#### List of tasks
1. Answer these questions from the account of home life in Sileby:
(a) What did visitors use to wash themselves in the bedroom?
(b) When did the family take refuge in the front room even without visitors?
(c) What covered the bare floor-boards of the front room here and there?
2. Pick up the account of home life in Sileby after its last sentence and carry it further in the same manner.

#### Document
====================
Tuesday, 5 February 2013

More about the Way of living in Sileby, Leicestershire, England.



Visitors
Few working class families ever had visitors who came to stay except when there was a wedding or a funeral. When they did arrive they were given the better bedroom, and were expected to wash themselves in the bedroom, using a wash-basin and jug. In some houses these utensils stood on a marble-topped wash-stand, known locally as a “wash-hand-stand.” Poorer families borrowed a jug and basin from a neighbour. In a soap-dish was a piece an inch thick, cut with a knife from a 3d bar of “best soap.” A boy was once sent to a grocer’s shop in the village, and said to the shopkeeper, “mi Mam sez, con shay ev the money back on this bar o’ soap, cuz er viziters dint cum?”
A male visitor would be provided with a shaving mug filled with hot water, and a small piece of the same “best-soap,” in the receptacle at the top of the mug. He would also be lent a strop to sharpen his hollow-ground razor, known as a “cut-throat.”

The Front Room
This part of the dwelling was used only occasionally. Villagers always liked to have something in reserve, and distinguished between “working things,” and “best things.” This applied to “working clothes,” and “best clothes;” “working boots,” and “best boots;” “ordinary pots,” and “the best pots;” “the house,” and “the front room.”
The room was set aside for festive occasions, especially Christmas, Easter, the Wakes, weddings and baptisms. Relatives gathered sorrowfully round the coffin in the room when there was a death in the family. When visitors came, they were entertained in the front room. The only exception to this rule was on a wet washday, when the “house” was festooned with damp clothing, and the family had to take refuge in the better room.
A typical front room had a small black iron fireplace, with a cupboard on one side, and a shelf on the other. In the middle of the room was a deal table covered with a table-cloth, and the best oil-lamp standing on it. One lady, describing the home of her childhood, said, “mi Dad’s grandfather clock and best woodin cheer wor in theer, which ‘im an’ Uncle Sam carried from Segruf or sumweer. As this got to Sileby, somebody shouted out, ‘ay, eent yo gorra watch?”
The room might contain an old couch donated by some other villager, “yo con ev it fer nowt, ef yer’ll cum an gerrit.” Poorer people were proud to possess a couch covered with woven black horse-hair, even if the stuffing was bursting out in places. A well worn couch could be uncomfortable, because the stiff projecting horse-hairs pricked the skin through thin clothing.
The bare floor-boards were covered here and there with home-made pegged rugs.
====================
#### Recorded information
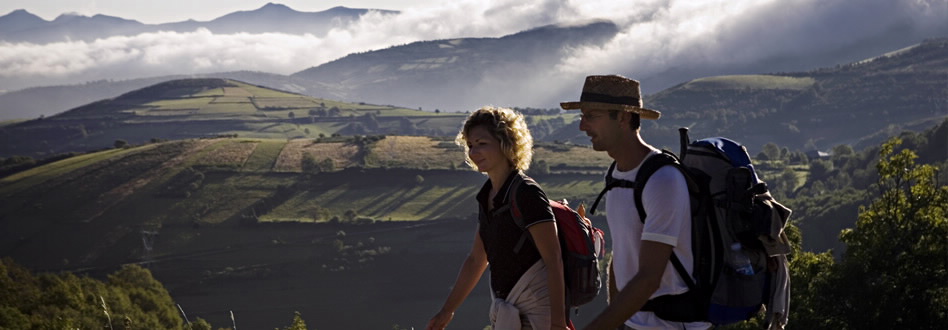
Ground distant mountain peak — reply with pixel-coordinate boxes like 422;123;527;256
0;9;45;22
53;11;87;22
257;2;295;11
====================
#### Responses by task
1.
(a) A wash-basin and jug.
(b) On a wet washday, when the "house" was festooned with damp clothing.
(c) Home-made pegged rugs.

2.
The Living-Room
The back room of a “two up and two down” cottage was the living-room, but was always called “the house.” Here the family lived, cooked, ate their meals and washed themselves. There was no unnecessary furniture in the room, because a large family occupied much of the space. For example: “In the centre was a scrubbed-top table, which on special occasions was covered with a green cloth. There were seeral wooden chairs; father had one with a high back, and curved arms, and mother’s chair had the legs out short to assist her when nursing the babies, and was called ;the low chair.’ Also a small side-table.”  This seems to have been a typical living-room, as “theer wornt room fer owt else when way wor all in it.” On one was a frame with a verse printed in silver letters on black paper:
“A Sabbath well spent, brings a week of content
And peace with the gains of the morrow.
But a Sabbath profaned, what else may be gained,
Is a certain forerunner of sorrow.”

Bedrooms
The upper rooms were even more sparsely furnished, containing a bed and a chest of drawers.
The bedstead, painted yellow; with a wood-grain, and “a knob on each corner,” was bought from a second-hand shop, or inherited from some poor deceased relative. Many people slept on straw palliasse, “as hard as a board,” and often the residing place of troublesome parasites which had prodigious leaping powers. “When thi burnt thi owd straw bed, yo ed to stand clear, or ywd bi covered wi flays.” “way uster tek ar dug ter bed wi us ter kep us warm. Ay wor full o’ flays, but as way ed as many as ay ed, it dint marra.”
There was a wardrobe. Clothes hung from nails at the back of the door. Best hats were kept in a tin box under the bed.
One family, “weer the gels wor wukin” and a little money was available, tried to persuade their father to have some “lino” on his bedroom floor, but he preferred the bare boards, stating that “lino” was “cowd t’the fate.”
  
The Fireplace
   Victorian home life seemed to be centred on the black iron fireplace, in which a fire burned summer and winter. It warmed “the house,” cooked the food, heated water and aired the clothes.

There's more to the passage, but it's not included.